- Actions to take:
a) Reproduce the passage of the abstract from "Law in a Time" to "adverse circumstances (Excuse).".
b) List the keywords given in the abstract.

- Excerpt provided:
◆ ◆ ◆
Law in a Time of Corona: Global Pandemic, Supply Chain Disruption and Portents for “Operationally‐Linked (but) Legally Separate” Contracts
Keywords:Contract Law , Force Majeure, Supply Chain, Covid-19, Incomplete Contract
The novel coronavirus (Covid-19) pandemic has resulted in the disruption of activities in major centres of global production, with adverse portents for contractual obligations across global supply chains. The global pervasiveness and dynamic propagation of the risks arising from contractual failures provides an opportunity to reconsider the nature and impact of mechanisms for excusing failure to perform contractual obligations under adverse circumstances (Excuse).
◆ ◆ ◆
- Collected data entries:
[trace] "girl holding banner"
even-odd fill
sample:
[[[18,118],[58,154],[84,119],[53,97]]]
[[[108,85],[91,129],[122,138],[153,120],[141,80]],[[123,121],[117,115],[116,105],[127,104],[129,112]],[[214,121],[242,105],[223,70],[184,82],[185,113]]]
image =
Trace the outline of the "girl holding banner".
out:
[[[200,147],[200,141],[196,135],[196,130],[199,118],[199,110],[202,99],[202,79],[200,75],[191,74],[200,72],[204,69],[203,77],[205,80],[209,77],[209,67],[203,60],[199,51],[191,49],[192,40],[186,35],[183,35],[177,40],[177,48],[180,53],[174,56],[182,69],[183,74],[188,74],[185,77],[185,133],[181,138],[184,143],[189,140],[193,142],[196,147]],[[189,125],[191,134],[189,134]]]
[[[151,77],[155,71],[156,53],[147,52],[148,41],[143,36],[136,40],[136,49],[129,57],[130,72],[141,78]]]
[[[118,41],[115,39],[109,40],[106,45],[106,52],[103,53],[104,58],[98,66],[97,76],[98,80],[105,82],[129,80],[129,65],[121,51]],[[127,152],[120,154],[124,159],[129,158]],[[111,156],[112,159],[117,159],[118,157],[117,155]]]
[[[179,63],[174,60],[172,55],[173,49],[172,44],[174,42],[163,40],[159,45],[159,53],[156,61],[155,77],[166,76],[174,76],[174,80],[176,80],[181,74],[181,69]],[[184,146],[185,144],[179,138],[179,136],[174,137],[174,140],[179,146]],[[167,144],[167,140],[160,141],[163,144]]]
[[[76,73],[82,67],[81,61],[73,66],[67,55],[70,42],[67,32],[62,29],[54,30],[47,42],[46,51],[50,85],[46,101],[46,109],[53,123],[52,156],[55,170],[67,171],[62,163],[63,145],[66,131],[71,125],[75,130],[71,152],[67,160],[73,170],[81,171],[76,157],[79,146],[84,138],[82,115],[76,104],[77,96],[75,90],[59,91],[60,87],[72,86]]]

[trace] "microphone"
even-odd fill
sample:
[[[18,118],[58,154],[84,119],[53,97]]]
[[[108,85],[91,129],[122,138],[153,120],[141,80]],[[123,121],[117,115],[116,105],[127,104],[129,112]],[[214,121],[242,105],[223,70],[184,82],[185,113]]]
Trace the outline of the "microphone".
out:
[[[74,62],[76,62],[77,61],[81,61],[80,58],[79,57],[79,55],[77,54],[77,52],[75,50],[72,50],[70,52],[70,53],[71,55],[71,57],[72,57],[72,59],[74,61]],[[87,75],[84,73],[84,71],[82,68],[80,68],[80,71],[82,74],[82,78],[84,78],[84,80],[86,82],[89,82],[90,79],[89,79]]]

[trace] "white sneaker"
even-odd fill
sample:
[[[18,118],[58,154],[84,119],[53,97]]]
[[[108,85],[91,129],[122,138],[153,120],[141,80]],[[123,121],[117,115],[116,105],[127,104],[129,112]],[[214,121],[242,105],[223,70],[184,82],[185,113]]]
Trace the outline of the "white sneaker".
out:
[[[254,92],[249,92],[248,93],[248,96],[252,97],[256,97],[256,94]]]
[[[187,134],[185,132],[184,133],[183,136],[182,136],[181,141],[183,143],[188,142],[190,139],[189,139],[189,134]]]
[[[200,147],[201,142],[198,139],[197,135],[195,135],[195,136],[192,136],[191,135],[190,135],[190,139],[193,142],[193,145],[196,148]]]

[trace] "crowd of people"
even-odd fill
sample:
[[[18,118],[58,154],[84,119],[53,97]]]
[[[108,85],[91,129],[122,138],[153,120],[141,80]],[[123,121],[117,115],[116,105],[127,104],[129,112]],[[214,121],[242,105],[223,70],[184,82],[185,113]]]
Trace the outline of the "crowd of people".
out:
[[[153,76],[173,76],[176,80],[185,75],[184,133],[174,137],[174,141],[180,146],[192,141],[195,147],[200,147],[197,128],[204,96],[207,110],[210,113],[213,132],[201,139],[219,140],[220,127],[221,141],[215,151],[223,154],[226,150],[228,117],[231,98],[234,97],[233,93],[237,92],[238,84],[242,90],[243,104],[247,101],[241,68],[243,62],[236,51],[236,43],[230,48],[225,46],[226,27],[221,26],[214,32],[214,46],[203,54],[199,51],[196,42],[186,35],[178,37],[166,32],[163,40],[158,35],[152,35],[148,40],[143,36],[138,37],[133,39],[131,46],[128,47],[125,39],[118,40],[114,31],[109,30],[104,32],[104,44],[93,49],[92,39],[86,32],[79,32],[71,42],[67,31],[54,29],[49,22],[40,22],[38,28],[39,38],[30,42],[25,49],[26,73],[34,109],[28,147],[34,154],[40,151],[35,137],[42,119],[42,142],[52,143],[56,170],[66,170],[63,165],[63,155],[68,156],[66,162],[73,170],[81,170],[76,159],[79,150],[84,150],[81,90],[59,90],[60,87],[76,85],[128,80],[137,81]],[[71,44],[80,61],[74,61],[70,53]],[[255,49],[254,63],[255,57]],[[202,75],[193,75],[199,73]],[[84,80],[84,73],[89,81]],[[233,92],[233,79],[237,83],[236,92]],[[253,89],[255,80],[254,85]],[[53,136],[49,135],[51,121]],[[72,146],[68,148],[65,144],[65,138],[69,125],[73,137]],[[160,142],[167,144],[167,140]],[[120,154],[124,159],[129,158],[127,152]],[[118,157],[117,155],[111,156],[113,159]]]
◆ ◆ ◆
- Task-by-task outputs:
a)
Law in a Time of Corona: Global Pandemic, Supply Chain Disruption and Portents for “Operationally‐Linked (but) Legally Separate” Contracts
Keywords:Contract Law , Force Majeure, Supply Chain, Covid-19, Incomplete Contract
The novel coronavirus (Covid-19) pandemic has resulted in the disruption of activities in major centres of global production, with adverse portents for contractual obligations across global supply chains. The global pervasiveness and dynamic propagation of the risks arising from contractual failures provides an opportunity to reconsider the nature and impact of mechanisms for excusing failure to perform contractual obligations under adverse circumstances (Excuse).

b)
Contract Law
Force Majeure
Supply Chain
Covid-19
Incomplete Contract